Description of the task: Locate every line in the entries below that contains the string "exactly" and copy each of those lines. Case counts.

— Begin Material for the task —

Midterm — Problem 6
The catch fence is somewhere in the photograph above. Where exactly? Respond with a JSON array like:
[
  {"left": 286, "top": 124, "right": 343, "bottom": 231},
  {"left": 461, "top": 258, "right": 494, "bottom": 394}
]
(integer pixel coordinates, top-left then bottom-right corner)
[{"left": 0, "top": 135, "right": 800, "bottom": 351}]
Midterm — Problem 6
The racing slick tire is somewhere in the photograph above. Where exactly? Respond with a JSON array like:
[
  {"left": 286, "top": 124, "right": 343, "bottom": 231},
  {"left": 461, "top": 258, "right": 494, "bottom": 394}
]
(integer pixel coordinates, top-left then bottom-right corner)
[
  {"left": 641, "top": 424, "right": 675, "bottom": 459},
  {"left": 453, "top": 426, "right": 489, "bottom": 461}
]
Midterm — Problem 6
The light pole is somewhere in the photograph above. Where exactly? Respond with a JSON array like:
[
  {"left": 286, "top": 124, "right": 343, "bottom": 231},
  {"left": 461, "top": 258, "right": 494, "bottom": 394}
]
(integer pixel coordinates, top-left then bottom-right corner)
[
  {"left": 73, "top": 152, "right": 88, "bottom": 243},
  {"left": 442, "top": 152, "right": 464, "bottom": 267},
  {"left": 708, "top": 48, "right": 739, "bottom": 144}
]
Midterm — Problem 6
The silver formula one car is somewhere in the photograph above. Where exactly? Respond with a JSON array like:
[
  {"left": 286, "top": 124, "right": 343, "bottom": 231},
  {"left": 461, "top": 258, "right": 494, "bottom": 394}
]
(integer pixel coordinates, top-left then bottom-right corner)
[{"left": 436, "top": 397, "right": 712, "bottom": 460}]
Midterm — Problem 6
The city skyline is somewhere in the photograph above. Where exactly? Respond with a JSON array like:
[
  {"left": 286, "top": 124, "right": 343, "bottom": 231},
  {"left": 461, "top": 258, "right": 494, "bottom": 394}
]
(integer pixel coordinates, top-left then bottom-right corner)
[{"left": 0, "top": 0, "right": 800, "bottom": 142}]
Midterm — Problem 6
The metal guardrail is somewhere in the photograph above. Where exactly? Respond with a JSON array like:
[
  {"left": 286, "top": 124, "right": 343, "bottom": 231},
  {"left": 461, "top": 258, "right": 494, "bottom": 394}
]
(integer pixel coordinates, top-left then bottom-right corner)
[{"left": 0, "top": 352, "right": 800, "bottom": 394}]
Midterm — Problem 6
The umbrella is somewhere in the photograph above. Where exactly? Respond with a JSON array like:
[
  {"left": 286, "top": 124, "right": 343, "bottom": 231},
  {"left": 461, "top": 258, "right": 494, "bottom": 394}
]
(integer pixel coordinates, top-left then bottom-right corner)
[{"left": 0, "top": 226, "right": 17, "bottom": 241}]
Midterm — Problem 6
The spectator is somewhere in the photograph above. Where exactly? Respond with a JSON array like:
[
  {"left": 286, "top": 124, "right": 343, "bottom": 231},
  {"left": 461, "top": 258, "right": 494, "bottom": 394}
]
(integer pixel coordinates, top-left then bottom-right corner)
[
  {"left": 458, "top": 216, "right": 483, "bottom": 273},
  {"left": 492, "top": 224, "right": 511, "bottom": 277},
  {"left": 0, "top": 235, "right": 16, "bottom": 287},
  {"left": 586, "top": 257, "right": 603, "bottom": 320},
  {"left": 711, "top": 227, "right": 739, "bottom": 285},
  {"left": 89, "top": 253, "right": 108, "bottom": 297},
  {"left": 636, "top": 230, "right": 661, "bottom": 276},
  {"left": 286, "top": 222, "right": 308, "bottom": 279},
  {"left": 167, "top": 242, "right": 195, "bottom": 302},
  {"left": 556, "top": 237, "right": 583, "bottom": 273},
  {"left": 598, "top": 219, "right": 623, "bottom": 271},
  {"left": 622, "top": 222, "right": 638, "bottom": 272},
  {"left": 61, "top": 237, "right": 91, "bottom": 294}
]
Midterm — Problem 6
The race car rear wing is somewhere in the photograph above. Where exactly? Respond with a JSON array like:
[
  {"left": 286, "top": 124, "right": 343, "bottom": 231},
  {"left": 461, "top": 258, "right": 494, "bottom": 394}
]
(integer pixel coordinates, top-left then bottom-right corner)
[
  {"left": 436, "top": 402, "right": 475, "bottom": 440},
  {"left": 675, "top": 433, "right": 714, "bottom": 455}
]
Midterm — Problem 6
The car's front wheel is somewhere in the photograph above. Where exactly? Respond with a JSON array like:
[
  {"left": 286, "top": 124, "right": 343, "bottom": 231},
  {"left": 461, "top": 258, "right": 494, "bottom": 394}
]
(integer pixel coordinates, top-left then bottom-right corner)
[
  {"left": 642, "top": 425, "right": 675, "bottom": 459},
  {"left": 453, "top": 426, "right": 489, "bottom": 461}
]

— End Material for the task —

Answer to this exercise:
The catch fence is somewhere in the photograph above. Where exactly? Respond with a JSON array like:
The racing slick tire is somewhere in the photograph above. Where exactly? Respond with a JSON array like:
The light pole is somewhere in the photograph above. Where exactly? Respond with a JSON array like:
The silver formula one car is somewhere in the photograph above. Where exactly? Respond with a JSON array like:
The city skyline is somewhere in the photograph above. Where exactly? Respond with a JSON array like:
The metal guardrail is somewhere in the photograph above. Where exactly? Respond with a JSON array like:
The umbrella is somewhere in the photograph above. Where exactly? Respond with a JSON array like:
The spectator is somewhere in the photograph above. Where exactly? Respond with a JSON array like:
The race car rear wing is somewhere in the photograph above. Where exactly? Respond with a JSON array like:
The car's front wheel is somewhere in the photograph above. Where exactly? Respond with a JSON array like:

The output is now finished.